:: Kutipan ::
━━━

Oleh : Dr. Noviardi Ferzi (Seorang aktivis )
” Buat apa wilayah seluas Sabang sampai Merauke, jika pemudanya kehilangan idealisme ? – Najwa Shihab “
PERGERAKAN selalu mengetarkan jiwa, mengusik rasa keadilan dan kesetaraan. Pergerakan itu getaran yang melahirkan harmoni, irama keberanian untuk menyuarakan berbagai ketimpangan, keserakahan bahkan keegoisan dunia akan kuasa dan sumber daya. Maka, sebagai manusia, saya percaya aktivis adalah pekerjaan seumur hidup, karena hidup penting untuk bersuara, Resonansi.
Resonansi merupakan suatu getaran benda yang diakibatkan oleh getaran atau bunyi dari benda yang lain. Resonansi sering dijumpai pada ilmu Fisika, ketika sedang mempelajari tentang bunyi.
Dalam dunia aktivis, resonansi adalah daya kritis dan nalar untuk bersuara ketika ketidakadilan dan kemanusian terjadi. Aktivis merupakan kelompok elit rakyat yang resah pada gejala sosial dan lingkungan. Tanpa resonansi aktivis bukan apa – apa dan dunia pergerakan akan hilang makna.
Tulisan ini ingin mengulas anomali resonansi pergerakan sosial di Indonesia akhir – akhir ini. Saat di mana pergerakan aktivis tak lagi mampu bersuara ?
Istilah resonansi satu diksi yang sarat makna demi menguatkan semangat dari sebuah pergerakan sosial.
Mahasiswa adalah salah satu unsur masyarakat yang memiliki bargaining position bagi suatu perubahan di negeri ini. Hal itu disebabkan kalangan mahasiswa tidak hanya memosisikan diri sebagai penghuni bangku kuliah yang pasif, tapi dalam kesehariannya selalu memfungsikan daya monitoring-nya terhadap perkembangan yang ada, terutama yang berkenaan dengan kebijakan pemerintah.

━━━

(Data sumber)
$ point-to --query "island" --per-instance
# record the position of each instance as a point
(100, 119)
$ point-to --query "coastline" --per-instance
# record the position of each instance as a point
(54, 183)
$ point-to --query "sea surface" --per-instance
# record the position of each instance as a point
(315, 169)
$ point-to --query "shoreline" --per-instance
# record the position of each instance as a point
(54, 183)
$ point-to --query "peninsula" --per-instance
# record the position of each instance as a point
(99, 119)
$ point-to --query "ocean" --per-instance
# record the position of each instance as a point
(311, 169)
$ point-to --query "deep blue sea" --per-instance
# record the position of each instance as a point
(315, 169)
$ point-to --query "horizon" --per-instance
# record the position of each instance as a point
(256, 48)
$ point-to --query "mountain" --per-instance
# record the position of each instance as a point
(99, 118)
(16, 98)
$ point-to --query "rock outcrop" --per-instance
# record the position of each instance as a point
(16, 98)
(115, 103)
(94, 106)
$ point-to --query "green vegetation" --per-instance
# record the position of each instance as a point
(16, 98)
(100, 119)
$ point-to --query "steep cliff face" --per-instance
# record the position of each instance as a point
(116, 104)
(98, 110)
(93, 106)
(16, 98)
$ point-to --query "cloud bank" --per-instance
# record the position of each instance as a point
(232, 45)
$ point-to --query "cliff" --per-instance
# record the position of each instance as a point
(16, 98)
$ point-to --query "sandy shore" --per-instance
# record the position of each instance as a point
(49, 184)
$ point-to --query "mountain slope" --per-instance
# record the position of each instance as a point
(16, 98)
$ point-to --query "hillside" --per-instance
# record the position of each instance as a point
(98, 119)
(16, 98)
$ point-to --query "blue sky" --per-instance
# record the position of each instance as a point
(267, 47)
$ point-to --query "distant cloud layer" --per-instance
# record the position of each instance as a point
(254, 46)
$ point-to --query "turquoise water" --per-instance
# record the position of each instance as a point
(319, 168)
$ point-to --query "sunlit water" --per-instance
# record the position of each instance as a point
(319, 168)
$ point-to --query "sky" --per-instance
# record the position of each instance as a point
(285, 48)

━━━

:: Petunjuk Kerja ::
Jawablah pertanyaan berikut berdasarkan kutipan tentang resonansi pergerakan.
(a) Dalam ilmu apa resonansi sering dijumpai, dan ketika mempelajari apa?
(b) Sebagai kelompok apa aktivis digambarkan dalam kutipan?
(c) Unsur masyarakat mana yang disebut memiliki bargaining position bagi suatu perubahan di negeri ini?

:: Hasil Jawaban ::
(a) Dalam ilmu Fisika, ketika sedang mempelajari tentang bunyi.
(b) Sebagai kelompok elit rakyat yang resah pada gejala sosial dan lingkungan.
(c) Mahasiswa.